## Problemas a resolver:
(a) Imprima o trecho da crítica sobre A origem entre "A origem (Christopher" e "e da morte.", inclusive.
(b) Para cada afirmação abaixo, responda sim ou não conforme a crítica sobre A origem e cite as palavras dela que decidem a resposta: (i) Cobb aceita o trabalho pela chance de voltar aos Estados Unidos para viver com os filhos; (ii) Yusulf é o arquiteto de sonhos da equipe; (iii) Mal quer levar Cobb de volta ao que ela acredita ser a realidade.
(c) Segundo a crítica sobre A origem, por que o leitor só deve seguir a leitura se já tiver assistido ao filme?

## Fonte:
□ □ □
A origem (Christopher Nolan, 2010)

Inteligente, complexo e intrigante, A origem mistura sonhos e realidade para criar um ambicioso labirinto de idéias e sentimentos. Mais do que um ótimo thriller de ação e suspense o novo filme de Christopher Nolan é um drama de redenção que enfoca a aceitação da realidade e da morte.

Cena do filme "A Origem".

Assim, entramos no filme, levados pelas ondas do mar, como num sonho sem saber como chegamos lá. É preciso avisar desde logo que os detalhes da história são mais apreciados quando sabemos pouco sobre a trama, portanto, siga o texto apenas se já assistiu ao filme. De repente, somos apresentados a um universo com elementos de ficção científica, no qual a extração de informações sigilosas da mente das pessoas, através dos sonhos, é possível. Este é justamente o trabalho ilegal de Dom Cobb, interpretado intensamente por Leonardo DiCaprio, e de seu parceiro Arthur, o eficiente Joseph Gordon-Levitt, que têm agora o desafio de inserir, dai o título original – Inception -, uma idéia na mente de Robert Fisher (Cillian Murphy); ambos são contratados por seu inescrupuloso concorrente, Saito, o excelente Ken Watanabe, visando acabar com seu império. Cobb aceita o trabalho já que este lhe promete a chance de retornar aos Estados Unidos, país para o qual estava impedido de voltar, para viver com seus filhos. No intuito de viabilizar esta difícil empreitada, ele vai atrás de um forjador de aparências, Eames (Tom Hardy); de um especialista em sedativos, Yusulf (Dileep Rao) e de uma arquiteta de sonhos, Ariadne (Ellen Page). No caminho irá encontrar ainda sua esposa, Mal (Marion Cotilard), que não medirá esforços para trazê-lo de volta ao que ela acredita ser a realidade. Afinal, aceitar a realidade e sua própria natureza são propostas centrais do filme, para além das várias interpretações possíveis, tornando-o dramaticamente complexo e interessante por lidar com as maravilhas e as armadilhas dos sonhos e do inconsciente.
□ □ □
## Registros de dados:
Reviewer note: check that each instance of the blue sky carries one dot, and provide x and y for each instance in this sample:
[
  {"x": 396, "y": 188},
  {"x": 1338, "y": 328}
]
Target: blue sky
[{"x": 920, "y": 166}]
□ □ □
## Soluções por tarefa:
(a)
A origem (Christopher Nolan, 2010)

Inteligente, complexo e intrigante, A origem mistura sonhos e realidade para criar um ambicioso labirinto de idéias e sentimentos. Mais do que um ótimo thriller de ação e suspense o novo filme de Christopher Nolan é um drama de redenção que enfoca a aceitação da realidade e da morte.

(b)
(i) Sim: "Cobb aceita o trabalho já que este lhe promete a chance de retornar aos Estados Unidos, país para o qual estava impedido de voltar, para viver com seus filhos."
(ii) Não: "de um especialista em sedativos, Yusulf (Dileep Rao) e de uma arquiteta de sonhos, Ariadne (Ellen Page)".
(iii) Sim: "que não medirá esforços para trazê-lo de volta ao que ela acredita ser a realidade".

(c) Porque os detalhes da história são mais apreciados quando se sabe pouco sobre a trama.